──────── Text block ────────

Another inconvenience which the differential duties create is, that they offer a premium for evading the intention of the Legislature; foreign coffees are charged 1s. 3d. per lb.; colonial coffees only 6d.; while coffees imported from the Cape of Good Hope, pay 9d. Now, as the cost of sending, in an unusual and indirect way, coffee from foreign countries to the Cape is only from ½d. to 1d. per lb., very large quantities are shipped from the Brazils and Hayti to the Cape, and thence re-shipped to England; the English consumer thus pays the increased duty, and the difference of freight, and the foreign coffee is not excluded from the British market, though it was obviously the purpose of the law to exclude it.
Your committee cannot refrain from impressing strongly on the attention of the House that the effect of prohibitory duties, while they are of course wholly unproductive to the revenue, is to impose an indirect tax on the consumer, often equal to the whole difference of price between the British article and the foreign article which the prohibition excludes. This fact has been strongly and emphatically urged on Your Committee by several witnesses; and the enormous extent of taxation so levied cannot fail to awaken the attention of the House. On articles of food alone, it is averred, according to the Testimony laid before the Committee,that the amount taken from the consumer exceeds the amount of all the other taxes which are levied by the Government. And the witnesses concur in the opinion that the sacrifices of the community are not confined to the loss of revenue, but that they are accompanied by injurious effects upon wages and capital; they diminish greatly the productive powers of the country, and limit our active trading relations.
Somewhat similar is the action of high and protective duties. These impose upon the consumer a tax equal to the amount of the duties levied upon the foreign article, whilst it also increases the price of all the competing home-produced articles to the same amount as the duty; but that increased price goes, not to the Treasury, but to the protected manufacturer. It is obvious that high protective duties check importation, and consequently, are unproductive to the revenue; and experience shows, that the profit to the trader, the benefit to the consumer, and the fiscal interests of the country, are all sacrificed when heavy import duties impede the interchange of commodities with other nations.
The inquiries of Your Committee have naturally led them to investigate the effects of the protective system on manufacture and labour. They find on the part of those who are connected with some of the most important of our manufactures, a conviction, and a growing conviction, that the protective system is not, on the whole, beneficial to the protected manufactures themselves. Several witnesses have expressed the utmost willingness to surrender any protection they have from the Tariffs, and disclaim any benefit resulting from that protection; and Your Committee, in investigating the subject as to the amount of duties levied on the plea of protection to British manufactures, have to report that the amount does not exceed half a million Sterling; and some of the manufacturers, who are supposed to be most interested in retaining those duties, are quite willing they should be abolished, for the purpose of introducing a more liberal system into our commercial policy.

────────

#### What to do:
1 > Could you retype the part of the passage on import duties starting at "Another inconvenience which" and ending at "to exclude it."?
2 > Which lines of the records contain the word "answered"? Copy each of them, treating uppercase and lowercase as distinct.
The passage on import duties and the records have no connection to each other.

──────── Source records ────────

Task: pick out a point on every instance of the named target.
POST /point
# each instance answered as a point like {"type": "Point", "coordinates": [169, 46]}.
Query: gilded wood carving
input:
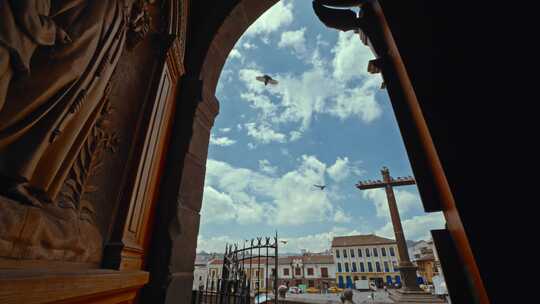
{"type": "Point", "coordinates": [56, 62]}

────────
──────── Source records ────────

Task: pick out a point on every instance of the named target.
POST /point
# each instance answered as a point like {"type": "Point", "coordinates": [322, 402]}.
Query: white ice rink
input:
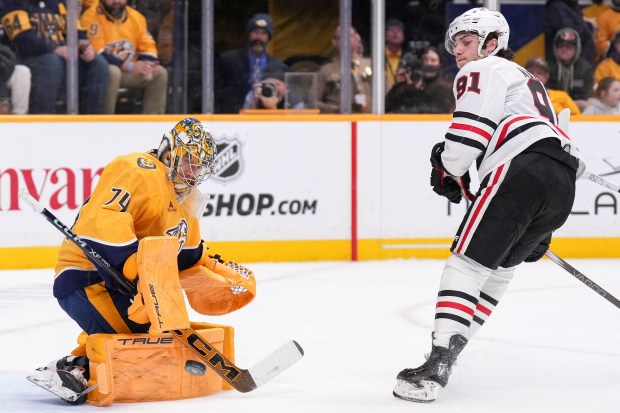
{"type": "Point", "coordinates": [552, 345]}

────────
──────── Source records ────────

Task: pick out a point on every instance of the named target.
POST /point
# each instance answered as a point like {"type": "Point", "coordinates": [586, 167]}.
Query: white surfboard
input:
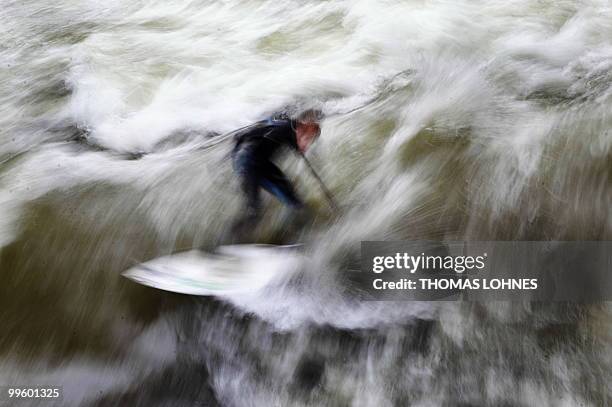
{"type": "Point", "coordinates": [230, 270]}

────────

#### Answers to the exercises:
1 >
Another inconvenience which the differential duties create is, that they offer a premium for evading the intention of the Legislature; foreign coffees are charged 1s. 3d. per lb.; colonial coffees only 6d.; while coffees imported from the Cape of Good Hope, pay 9d. Now, as the cost of sending, in an unusual and indirect way, coffee from foreign countries to the Cape is only from ½d. to 1d. per lb., very large quantities are shipped from the Brazils and Hayti to the Cape, and thence re-shipped to England; the English consumer thus pays the increased duty, and the difference of freight, and the foreign coffee is not excluded from the British market, though it was obviously the purpose of the law to exclude it.

2 >
# each instance answered as a point like {"type": "Point", "coordinates": [169, 46]}.
# each instance answered as a point like {"type": "Point", "coordinates": [322, 402]}.
# each instance answered as a point like {"type": "Point", "coordinates": [586, 167]}.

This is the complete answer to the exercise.